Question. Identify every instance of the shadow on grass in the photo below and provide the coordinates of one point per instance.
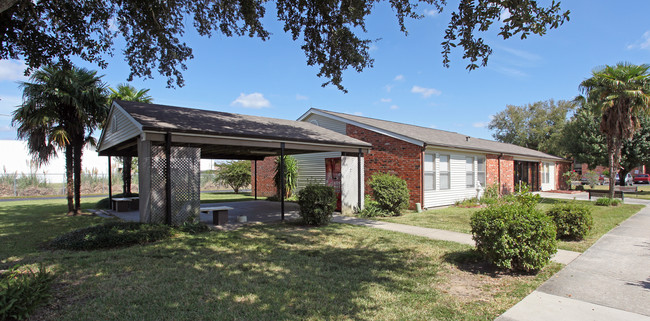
(256, 273)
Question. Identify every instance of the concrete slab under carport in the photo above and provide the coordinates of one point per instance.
(255, 211)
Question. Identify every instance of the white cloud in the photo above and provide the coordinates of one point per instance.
(12, 70)
(643, 43)
(528, 56)
(505, 14)
(431, 12)
(425, 92)
(254, 100)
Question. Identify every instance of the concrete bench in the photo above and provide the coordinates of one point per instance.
(618, 192)
(219, 214)
(121, 204)
(125, 204)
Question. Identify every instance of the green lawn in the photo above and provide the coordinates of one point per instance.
(260, 272)
(457, 219)
(644, 191)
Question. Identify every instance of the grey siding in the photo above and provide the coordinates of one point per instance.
(311, 167)
(123, 130)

■ **BRIEF**: Lines from the one containing "Question. Identify every instance of the concrete bench" to the end of the data are to be printed exactly, including the first and last.

■ **RESPONSE BOX**:
Question. Identify every instance of the concrete bench in the photo above and provide the coordinates of one point per instance.
(618, 192)
(219, 214)
(121, 204)
(125, 204)
Question. Identify every instance of the green lawn in the photo above and provide the coordinates of one point per instance.
(260, 272)
(457, 219)
(644, 191)
Question. Identify every instance of the grey siding in the photo above and provide the coordinates of one point per instance.
(311, 167)
(123, 130)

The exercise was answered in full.